___ Material supplied

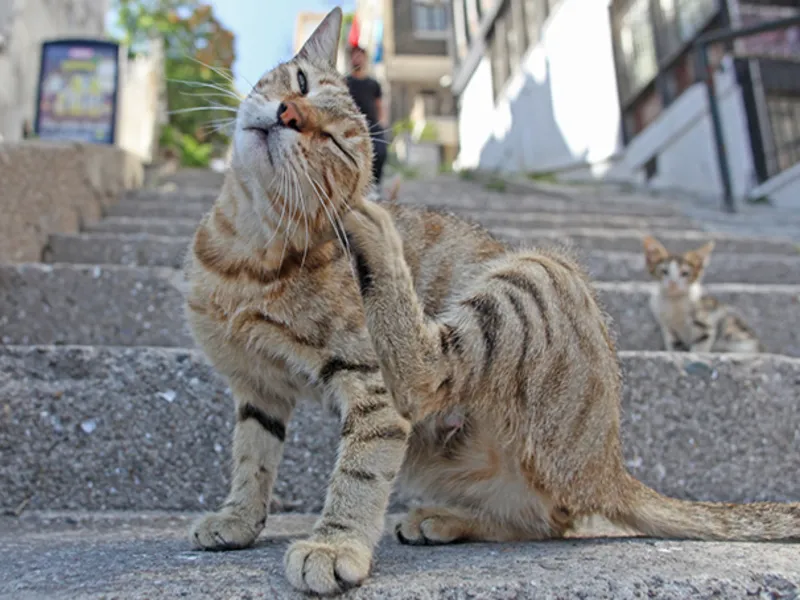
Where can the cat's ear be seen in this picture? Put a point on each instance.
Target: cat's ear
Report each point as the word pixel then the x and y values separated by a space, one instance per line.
pixel 703 253
pixel 323 45
pixel 654 252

______

Problem details —
Copy every line above word for word, leaving out the picture.

Solved exercise —
Where can the cat's ear be seen in this picture? Put a point on each instance.
Target: cat's ear
Report each point as the word pixel then the x and y values separated by a space, one instance per line.
pixel 703 253
pixel 323 45
pixel 654 252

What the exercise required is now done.